Under Mr. Weah's leadership, the country dropped places from 175 out of 191 countries in 2017 to 178 in 2022 on the Human Development Index. The Global Human Development Index (HDI) published by the United Nations Development Programme (UNDP) is a measure for assessing long-term progress in three basic dimensions of human development: a long and healthy life, access to knowledge, and a decent standard of living. According to the index, life expectancy dropped by 3.4 years from 63.7 years in 2018 to 60.7 years in 2021.

The truth is there is a general assumption among Liberians, that there is no hope, and that there would be no changes in the next few months before his tenure elapses. Genuinely, I am one of many Liberians who are disappointed and completely give up on President George Weah’s ability to do anything. We have entered electioneering in the runoff and that means his tenure has ended. So, all that matters to them is the campaigns and lies they plan to tell Liberians.

[Stored records]
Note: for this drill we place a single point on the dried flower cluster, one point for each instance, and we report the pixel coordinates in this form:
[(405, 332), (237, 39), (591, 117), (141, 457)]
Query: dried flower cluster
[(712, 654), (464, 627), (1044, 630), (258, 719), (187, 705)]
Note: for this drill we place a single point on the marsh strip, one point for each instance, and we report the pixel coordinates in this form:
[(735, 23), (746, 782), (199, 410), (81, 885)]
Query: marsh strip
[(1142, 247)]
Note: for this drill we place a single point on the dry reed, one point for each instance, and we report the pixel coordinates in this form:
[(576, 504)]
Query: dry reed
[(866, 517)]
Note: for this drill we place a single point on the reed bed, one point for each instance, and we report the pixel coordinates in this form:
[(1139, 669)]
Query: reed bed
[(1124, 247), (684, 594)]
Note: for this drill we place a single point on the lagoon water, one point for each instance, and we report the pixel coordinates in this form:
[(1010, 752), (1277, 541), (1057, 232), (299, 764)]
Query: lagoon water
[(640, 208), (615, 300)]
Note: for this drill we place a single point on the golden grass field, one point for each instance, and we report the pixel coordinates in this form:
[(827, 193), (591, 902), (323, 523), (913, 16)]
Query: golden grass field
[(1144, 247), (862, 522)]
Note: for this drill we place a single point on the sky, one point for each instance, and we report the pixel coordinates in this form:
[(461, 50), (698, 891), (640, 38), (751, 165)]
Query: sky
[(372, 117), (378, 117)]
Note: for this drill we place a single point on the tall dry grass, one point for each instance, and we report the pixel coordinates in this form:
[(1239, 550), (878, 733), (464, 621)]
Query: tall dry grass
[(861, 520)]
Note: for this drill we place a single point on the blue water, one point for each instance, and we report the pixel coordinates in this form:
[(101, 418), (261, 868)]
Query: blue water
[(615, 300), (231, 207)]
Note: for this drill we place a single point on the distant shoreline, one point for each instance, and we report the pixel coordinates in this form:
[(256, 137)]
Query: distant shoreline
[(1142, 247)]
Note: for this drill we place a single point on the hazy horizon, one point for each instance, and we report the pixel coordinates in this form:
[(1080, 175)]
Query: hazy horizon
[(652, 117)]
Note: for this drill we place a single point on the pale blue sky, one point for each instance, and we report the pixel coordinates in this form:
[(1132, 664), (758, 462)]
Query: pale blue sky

_What is asked_
1/ Duplicate everything in the Liberia passage from "The truth is" down to "to tell Liberians.".
2/ Answer these questions from the Liberia passage.
(a) What was the country's rank on the Human Development Index in 2022?
(b) Which organization publishes the Global Human Development Index?
(c) According to the writer, what stage of electioneering has been entered?

_Answers to the exercise_
1/
The truth is there is a general assumption among Liberians, that there is no hope, and that there would be no changes in the next few months before his tenure elapses. Genuinely, I am one of many Liberians who are disappointed and completely give up on President George Weah’s ability to do anything. We have entered electioneering in the runoff and that means his tenure has ended. So, all that matters to them is the campaigns and lies they plan to tell Liberians.

2/
(a) 178th out of 191 countries.
(b) The United Nations Development Programme (UNDP).
(c) The runoff.